• TEXT SECTION:
————————
20 April 2012

Ballistics

I've written before on ballistics, internal here, external/terminal here, and terminal here.

The science of ballistics is fascinating, and internal ballistics and external ballistics are much more "scientific" than terminal ballistics. You can repeatedly measure the effects of changes on powder charge, primer construction, bullet mass with a good setup. You can accurately map the ballistic path of the bullet as it soars through the air. You can even calculate what a twist rate would do to group size due to bullet imbalance.

What you cannot calculate is whether or not a bullet will stop an attacker. The science of physics exits stage left and the science of biology firmly takes over when we are talking terminal ballistics.

This doesn't stop people from talking about "Taylor's Knock Out Formula" or "Major Power Factor" which are firmly in the realm of physics when describing potential lethality of two different rounds. This is stupid, but people like to argue. Sometimes I think the only reason the internet is so popular is that is allows people to consume porn in private and argue with impunity.

Lethality comes in threes, you need to accurately hit your target. The "center of mass" hold for pistol shooters is fine for a high probability of lethal effects, but it is almost a guarantee that a center mass hit will not "stop" an attacker. To stop an attacker you have to get a central nervous system shot, brain or spinal column, to get a guaranteed stop.

Secondly you need adequate penetration. A 17 caliber lead pellet from an airgun to a human skull will leave a bruise or break skin. A 17 caliber bullet from a rimfire rifle will penetrate the skull and reach the brain if fired at an angle approaching 90 degrees to the surface of the skull.

And lastly, you need tissue disruption. If the bullet is large enough it doesn't have to mushroom or fragment to disrupt enough tissue to kill the animal it hits. But as people who have had nails, knives, and even rebar stuck in their head and live to tell about it, a lack of disruption saved their life. This is where velocity assists in lethality, by providing "hydrostatic shock" at rifle velocities and imparting energy into the projectile to allow deformation or fragmentation even at pistol velocities.
————————
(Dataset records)
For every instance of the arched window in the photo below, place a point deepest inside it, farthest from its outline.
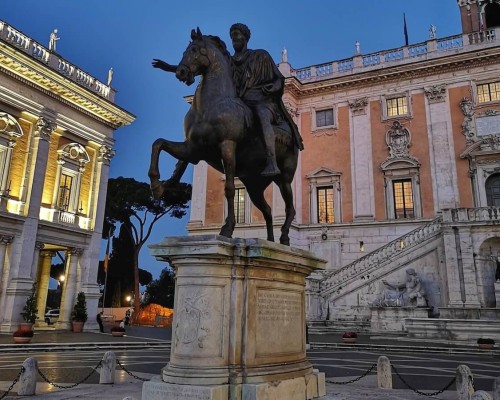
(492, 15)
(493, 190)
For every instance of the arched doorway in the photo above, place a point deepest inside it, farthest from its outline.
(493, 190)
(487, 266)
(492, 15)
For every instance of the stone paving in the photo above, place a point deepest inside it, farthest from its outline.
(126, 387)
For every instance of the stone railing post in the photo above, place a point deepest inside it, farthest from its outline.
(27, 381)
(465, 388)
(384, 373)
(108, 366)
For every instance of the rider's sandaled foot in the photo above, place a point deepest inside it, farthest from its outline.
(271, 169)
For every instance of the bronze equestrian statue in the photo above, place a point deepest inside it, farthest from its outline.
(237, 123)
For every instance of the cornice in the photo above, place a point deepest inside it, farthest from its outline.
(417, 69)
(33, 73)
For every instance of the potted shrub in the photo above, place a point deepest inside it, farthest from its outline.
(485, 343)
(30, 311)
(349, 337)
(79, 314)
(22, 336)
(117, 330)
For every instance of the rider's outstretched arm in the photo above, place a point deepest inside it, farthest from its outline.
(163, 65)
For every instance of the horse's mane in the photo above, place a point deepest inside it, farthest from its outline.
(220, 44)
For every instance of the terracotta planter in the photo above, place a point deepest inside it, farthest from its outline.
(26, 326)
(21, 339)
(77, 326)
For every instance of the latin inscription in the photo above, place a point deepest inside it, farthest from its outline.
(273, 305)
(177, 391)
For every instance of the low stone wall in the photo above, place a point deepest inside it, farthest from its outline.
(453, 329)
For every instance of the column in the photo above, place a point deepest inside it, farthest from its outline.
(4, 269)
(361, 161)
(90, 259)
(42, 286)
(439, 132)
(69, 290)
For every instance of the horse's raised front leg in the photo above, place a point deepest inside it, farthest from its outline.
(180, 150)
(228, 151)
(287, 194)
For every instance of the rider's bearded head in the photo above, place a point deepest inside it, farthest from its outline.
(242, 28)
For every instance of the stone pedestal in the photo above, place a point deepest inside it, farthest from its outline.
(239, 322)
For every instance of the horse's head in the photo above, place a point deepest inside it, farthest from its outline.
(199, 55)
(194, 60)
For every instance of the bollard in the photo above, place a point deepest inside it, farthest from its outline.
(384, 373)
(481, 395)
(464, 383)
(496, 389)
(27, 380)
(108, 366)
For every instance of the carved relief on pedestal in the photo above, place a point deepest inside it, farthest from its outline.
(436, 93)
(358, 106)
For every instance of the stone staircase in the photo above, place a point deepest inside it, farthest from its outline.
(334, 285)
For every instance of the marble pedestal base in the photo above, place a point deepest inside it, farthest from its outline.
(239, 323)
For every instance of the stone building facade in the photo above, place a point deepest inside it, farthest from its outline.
————————
• WHAT TO WORK ON:
**a)** Name the three things that the ballistics text says lethality requires.
**b)** Quote the part of the ballistics text that begins with the words containing "I've written before" and ends with "talking terminal ballistics.".

• ANSWERS PROVIDED:
**a)** An accurate hit on the target, adequate penetration, and tissue disruption.

**b)**
I've written before on ballistics, internal here, external/terminal here, and terminal here.

The science of ballistics is fascinating, and internal ballistics and external ballistics are much more "scientific" than terminal ballistics. You can repeatedly measure the effects of changes on powder charge, primer construction, bullet mass with a good setup. You can accurately map the ballistic path of the bullet as it soars through the air. You can even calculate what a twist rate would do to group size due to bullet imbalance.

What you cannot calculate is whether or not a bullet will stop an attacker. The science of physics exits stage left and the science of biology firmly takes over when we are talking terminal ballistics.